Stored items from a collection
────

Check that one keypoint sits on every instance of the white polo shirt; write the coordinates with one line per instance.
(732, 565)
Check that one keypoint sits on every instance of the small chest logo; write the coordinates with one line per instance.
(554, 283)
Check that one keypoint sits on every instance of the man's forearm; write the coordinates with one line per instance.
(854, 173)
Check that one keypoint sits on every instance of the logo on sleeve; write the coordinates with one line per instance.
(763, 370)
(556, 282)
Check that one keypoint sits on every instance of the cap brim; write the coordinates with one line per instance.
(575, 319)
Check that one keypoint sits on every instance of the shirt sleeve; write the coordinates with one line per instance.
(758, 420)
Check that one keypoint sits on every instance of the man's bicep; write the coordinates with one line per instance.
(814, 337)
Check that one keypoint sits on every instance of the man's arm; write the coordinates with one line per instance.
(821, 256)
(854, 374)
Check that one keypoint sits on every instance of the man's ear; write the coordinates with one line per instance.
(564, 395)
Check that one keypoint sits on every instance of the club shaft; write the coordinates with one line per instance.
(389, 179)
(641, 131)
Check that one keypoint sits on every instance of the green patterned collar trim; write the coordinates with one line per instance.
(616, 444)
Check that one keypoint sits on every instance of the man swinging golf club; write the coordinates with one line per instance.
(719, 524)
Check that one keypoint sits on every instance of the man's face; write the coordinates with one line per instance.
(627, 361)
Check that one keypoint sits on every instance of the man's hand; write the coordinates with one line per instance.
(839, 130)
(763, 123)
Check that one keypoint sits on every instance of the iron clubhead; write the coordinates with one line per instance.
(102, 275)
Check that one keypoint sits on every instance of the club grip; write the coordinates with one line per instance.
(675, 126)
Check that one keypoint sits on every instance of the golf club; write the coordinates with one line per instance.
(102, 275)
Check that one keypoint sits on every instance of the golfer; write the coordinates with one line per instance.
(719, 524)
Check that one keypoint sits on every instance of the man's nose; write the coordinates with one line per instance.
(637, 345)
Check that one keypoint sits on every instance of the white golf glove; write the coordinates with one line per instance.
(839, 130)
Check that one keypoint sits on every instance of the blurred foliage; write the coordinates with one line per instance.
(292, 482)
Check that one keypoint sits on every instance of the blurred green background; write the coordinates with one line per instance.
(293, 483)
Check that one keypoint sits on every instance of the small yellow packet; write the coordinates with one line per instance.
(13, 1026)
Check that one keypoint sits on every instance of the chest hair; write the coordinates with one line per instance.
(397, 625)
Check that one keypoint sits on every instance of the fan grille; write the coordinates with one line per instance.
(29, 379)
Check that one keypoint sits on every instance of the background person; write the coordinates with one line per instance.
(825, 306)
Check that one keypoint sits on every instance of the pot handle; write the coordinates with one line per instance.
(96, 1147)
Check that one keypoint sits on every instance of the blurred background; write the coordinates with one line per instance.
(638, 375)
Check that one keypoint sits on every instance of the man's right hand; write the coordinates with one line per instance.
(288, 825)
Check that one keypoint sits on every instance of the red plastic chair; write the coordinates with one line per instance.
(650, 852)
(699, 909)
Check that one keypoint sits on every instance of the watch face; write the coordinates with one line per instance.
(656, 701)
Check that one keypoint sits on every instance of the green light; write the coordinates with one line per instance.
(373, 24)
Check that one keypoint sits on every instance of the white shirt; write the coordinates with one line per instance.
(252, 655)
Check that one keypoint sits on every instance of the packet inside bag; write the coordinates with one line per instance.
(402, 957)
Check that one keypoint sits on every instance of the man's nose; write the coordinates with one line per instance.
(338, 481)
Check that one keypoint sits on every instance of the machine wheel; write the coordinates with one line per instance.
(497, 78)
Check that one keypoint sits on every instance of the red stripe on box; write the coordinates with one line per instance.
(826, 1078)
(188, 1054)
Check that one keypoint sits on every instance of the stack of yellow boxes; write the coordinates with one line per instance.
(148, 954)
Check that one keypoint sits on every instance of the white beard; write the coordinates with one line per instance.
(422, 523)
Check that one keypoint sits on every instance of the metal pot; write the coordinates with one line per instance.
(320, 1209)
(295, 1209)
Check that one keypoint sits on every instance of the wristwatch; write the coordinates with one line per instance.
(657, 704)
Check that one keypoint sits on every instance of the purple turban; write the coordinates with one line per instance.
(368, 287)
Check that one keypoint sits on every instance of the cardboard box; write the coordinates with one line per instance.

────

GOAL OF THE EXERCISE
Please repeat all the records above exactly as they appear.

IN RESPONSE
Check that one keypoint sits on every instance of the white polo shirt; write the coordinates with one line per instance.
(732, 565)
Check that one keypoint sits on every instance of the small chest logo; write the coordinates with one line per instance.
(554, 283)
Check that one keypoint sits on every instance of the man's forearm; write the coordinates with one line per instance.
(854, 173)
Check that one keypoint sits on every instance of the logo on sleeve; write the coordinates with one line per instance.
(763, 370)
(556, 282)
Check that one keypoint sits on every instance of the cap brim; write the coordinates with one line per instance.
(575, 319)
Check that one keypoint sits on every instance of the shirt sleeve; write the coordinates with one line per instance.
(758, 420)
Check that one keypoint sits on every instance of the man's bicep; write the coordinates with one line per instance.
(814, 337)
Check that one keypoint sits on every instance of the man's arm; write the coordinates with one line per instance.
(821, 256)
(854, 374)
Check that one keypoint sits on every instance of the man's ear; write the coordinates with one line per instance.
(564, 395)
Check that one keypoint sits on every instance of the club shaft; write the coordinates with one line per instance.
(389, 179)
(641, 131)
Check that one keypoint sits on every instance of the green patterned collar trim; write the coordinates with one line per instance.
(616, 444)
Check that one keypoint sits on every instance of the man swinging golf club; write the coordinates with one line per instance.
(719, 524)
Check that one keypoint sits on every instance of the man's face; write the coordinates with one line per instance.
(627, 361)
Check that one keypoint sits on every instance of the man's hand; write the coordinates with one line per instance.
(839, 130)
(763, 123)
Check that one keypoint sits on every instance of the iron clubhead; write the coordinates with one line per instance.
(102, 275)
Check that one keypoint sits on every instance of the club grip; write the coordinates with one line per instance.
(675, 126)
Check that one keypoint sits on every instance of the golf club; write the coordinates with one line per instance.
(102, 275)
Check that one keypoint sits on every instance of the golfer; write the coordinates with one line per instance.
(719, 524)
Check that one keypoint sits on every instance of the man's nose; write the coordinates with one line per instance.
(637, 345)
Check that one keypoint sits on every instance of the white golf glove; write the coordinates with one line per instance.
(839, 130)
Check that one keypoint sits on every instance of the blurred foliage; write the coordinates with one line per instance.
(292, 482)
Check that one keypoint sits on every instance of the blurred green background; write the coordinates with one line per instance.
(293, 483)
Check that one keypoint sits on every instance of the small yellow packet; write the coordinates with one line per instance.
(13, 1026)
Check that one keypoint sits on every instance of the chest hair; write the coordinates with one line per instance.
(397, 625)
Check that one keypoint sits on every instance of the fan grille; write the coordinates with one line per instance.
(29, 379)
Check that one keypoint sits on every instance of the background person; write the coordinates with one line per instance.
(825, 306)
Check that one keypoint sits on every instance of the pot handle; write the coordinates with one line per instance.
(96, 1147)
Check that one keypoint sits on every instance of the blurred background; write the coordinates with one line per instance.
(638, 375)
Check that one keypoint sits on every instance of the man's right hand; write the coordinates with one line per instance.
(288, 825)
Check that one keypoint sits on every instance of the red plastic chair; write the coordinates with one line per instance.
(650, 852)
(699, 909)
Check that one keypoint sits on every instance of the watch face; write the coordinates with one line per instance.
(656, 701)
Check that one keypoint sits on every instance of the green light; write the coordinates with one line per instance.
(373, 24)
Check that one keypoint sits on every instance of the white shirt; write the coordinates with one line per instance.
(252, 655)
Check that one keypoint sits on every instance of the packet inside bag; write the coordinates with one line per instance.
(402, 957)
Check that one keypoint sits on every instance of the man's nose; write the coordinates with one line per instance.
(338, 481)
Check that one keypoint sits on every instance of the machine wheel; write the coordinates with one line per instance.
(497, 78)
Check that one keypoint sits on every instance of the red stripe on box; write the coordinates with one line per instance.
(826, 1078)
(188, 1054)
Check that one keypoint sits on every instance of the stack of yellow boxes; write the coordinates with one line per instance.
(148, 954)
Check that one keypoint sits on every instance of the white beard; write the coordinates with one line per instance.
(422, 523)
Check that one keypoint sits on every instance of the metal pot; write the coordinates with one line per instance.
(320, 1209)
(295, 1209)
Check that one keypoint sits on every instance of the wristwatch; write the coordinates with one line per instance.
(657, 704)
Check that one keypoint sits on every instance of the purple turban; write the coordinates with one line per instance.
(368, 287)
Check that one keypoint sits on every instance of the cardboard box; write the coordinates with one line per instance.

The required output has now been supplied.